*** Opening Data extracts ***

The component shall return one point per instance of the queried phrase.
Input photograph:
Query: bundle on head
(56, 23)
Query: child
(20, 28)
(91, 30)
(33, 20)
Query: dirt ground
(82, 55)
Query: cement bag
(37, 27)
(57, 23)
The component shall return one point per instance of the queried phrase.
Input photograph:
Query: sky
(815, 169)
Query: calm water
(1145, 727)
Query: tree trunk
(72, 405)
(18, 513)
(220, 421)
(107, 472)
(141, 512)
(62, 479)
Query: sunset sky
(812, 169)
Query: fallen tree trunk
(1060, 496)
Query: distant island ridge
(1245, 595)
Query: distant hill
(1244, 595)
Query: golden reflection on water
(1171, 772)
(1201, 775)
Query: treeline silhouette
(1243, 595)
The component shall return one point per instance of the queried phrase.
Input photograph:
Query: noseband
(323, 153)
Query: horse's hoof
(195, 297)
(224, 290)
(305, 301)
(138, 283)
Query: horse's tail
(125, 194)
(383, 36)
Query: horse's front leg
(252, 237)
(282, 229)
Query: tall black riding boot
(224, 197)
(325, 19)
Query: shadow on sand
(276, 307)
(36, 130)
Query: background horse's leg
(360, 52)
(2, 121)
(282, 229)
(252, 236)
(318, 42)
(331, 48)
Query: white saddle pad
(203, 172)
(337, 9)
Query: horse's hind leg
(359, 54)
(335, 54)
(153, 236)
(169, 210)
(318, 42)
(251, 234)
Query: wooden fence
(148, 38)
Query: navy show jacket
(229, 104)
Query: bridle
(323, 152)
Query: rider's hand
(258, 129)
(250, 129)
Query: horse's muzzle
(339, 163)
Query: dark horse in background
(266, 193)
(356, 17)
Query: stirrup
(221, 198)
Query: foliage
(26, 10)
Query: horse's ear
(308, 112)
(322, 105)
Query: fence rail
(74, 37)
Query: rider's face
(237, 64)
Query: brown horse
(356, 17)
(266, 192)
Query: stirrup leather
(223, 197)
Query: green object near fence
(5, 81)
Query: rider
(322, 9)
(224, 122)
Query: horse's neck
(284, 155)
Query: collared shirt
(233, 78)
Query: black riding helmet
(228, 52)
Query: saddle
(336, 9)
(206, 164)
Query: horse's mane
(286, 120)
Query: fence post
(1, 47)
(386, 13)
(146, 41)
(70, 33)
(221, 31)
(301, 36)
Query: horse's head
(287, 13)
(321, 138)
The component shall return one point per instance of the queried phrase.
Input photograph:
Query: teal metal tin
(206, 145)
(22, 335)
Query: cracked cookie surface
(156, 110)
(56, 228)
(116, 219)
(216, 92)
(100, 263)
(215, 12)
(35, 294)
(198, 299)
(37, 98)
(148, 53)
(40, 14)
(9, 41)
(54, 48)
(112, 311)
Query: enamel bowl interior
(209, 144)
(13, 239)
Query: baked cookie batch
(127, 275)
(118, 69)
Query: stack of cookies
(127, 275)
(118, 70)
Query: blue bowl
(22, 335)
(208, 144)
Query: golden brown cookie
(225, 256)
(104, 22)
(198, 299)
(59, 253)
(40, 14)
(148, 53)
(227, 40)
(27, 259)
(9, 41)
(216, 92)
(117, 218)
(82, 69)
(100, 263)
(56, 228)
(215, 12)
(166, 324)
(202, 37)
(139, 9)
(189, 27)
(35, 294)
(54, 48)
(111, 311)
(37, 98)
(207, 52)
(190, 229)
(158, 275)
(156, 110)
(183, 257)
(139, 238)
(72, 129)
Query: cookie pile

*** Closing Data extracts ***

- Assignment: Reproduce the records above exactly, character for character.

- Answer to this exercise:
The component shall return one point per instance of the queried phrase.
Input photograph:
Query: bundle on head
(56, 23)
Query: child
(20, 28)
(91, 30)
(33, 20)
Query: dirt ground
(82, 55)
Query: cement bag
(37, 27)
(57, 23)
The component shall return one point per instance of the queried phrase.
Input photograph:
Query: sky
(815, 169)
Query: calm water
(1145, 727)
Query: tree trunk
(72, 405)
(18, 513)
(220, 421)
(107, 472)
(141, 512)
(62, 479)
Query: sunset sky
(812, 169)
Query: fallen tree trunk
(1060, 496)
Query: distant island ridge
(1245, 595)
Query: distant hill
(1244, 595)
Query: golden reflection on water
(1171, 772)
(1201, 775)
Query: treeline silhouette
(1243, 595)
The component shall return one point per instance of the queried phrase.
Input photograph:
Query: noseband
(323, 153)
Query: horse's hoof
(195, 297)
(224, 290)
(305, 301)
(138, 283)
Query: horse's tail
(125, 194)
(383, 36)
Query: horse's front leg
(252, 237)
(282, 229)
Query: tall black riding boot
(224, 197)
(325, 19)
Query: shadow on sand
(276, 307)
(36, 130)
Query: background horse's leg
(360, 52)
(2, 121)
(282, 229)
(252, 236)
(318, 42)
(331, 48)
Query: white saddle pad
(203, 172)
(337, 9)
Query: horse's hind leg
(359, 54)
(335, 54)
(153, 236)
(169, 210)
(318, 42)
(251, 234)
Query: wooden fence
(148, 38)
Query: navy show jacket
(229, 104)
Query: bridle
(323, 152)
Query: rider's hand
(258, 129)
(250, 129)
Query: horse's muzzle
(339, 163)
Query: dark horse in background
(266, 193)
(356, 17)
Query: stirrup
(221, 198)
Query: foliage
(26, 10)
Query: horse's ear
(308, 112)
(322, 105)
Query: fence rail
(74, 37)
Query: rider's face
(237, 64)
Query: brown horse
(356, 17)
(266, 192)
Query: stirrup leather
(223, 197)
Query: green object near fence
(5, 81)
Query: rider
(322, 9)
(224, 122)
Query: horse's neck
(284, 155)
Query: collared shirt
(233, 78)
Query: black riding helmet
(228, 52)
Query: saddle
(336, 9)
(206, 164)
Query: horse's mane
(286, 120)
Query: fence post
(1, 47)
(386, 13)
(146, 41)
(70, 33)
(221, 31)
(301, 36)
Query: horse's head
(287, 13)
(321, 138)
The component shall return one point per instance of the queried phrase.
Input photograph:
Query: teal metal tin
(206, 145)
(22, 335)
Query: cracked cookie surface
(156, 110)
(56, 228)
(116, 219)
(216, 92)
(100, 263)
(215, 12)
(35, 294)
(198, 299)
(37, 98)
(148, 53)
(40, 14)
(9, 41)
(54, 48)
(112, 311)
Query: enamel bowl interior
(209, 144)
(13, 239)
Query: baked cookie batch
(127, 275)
(118, 69)
Query: stack of cookies
(127, 275)
(118, 70)
Query: blue bowl
(22, 335)
(208, 144)
Query: golden brown cookie
(225, 256)
(104, 22)
(198, 299)
(59, 253)
(40, 14)
(148, 53)
(227, 40)
(27, 259)
(9, 41)
(216, 92)
(117, 218)
(82, 69)
(100, 263)
(56, 228)
(215, 12)
(166, 324)
(202, 37)
(139, 9)
(189, 27)
(35, 294)
(54, 48)
(111, 311)
(37, 98)
(207, 52)
(190, 229)
(158, 275)
(156, 110)
(183, 257)
(139, 238)
(72, 129)
Query: cookie pile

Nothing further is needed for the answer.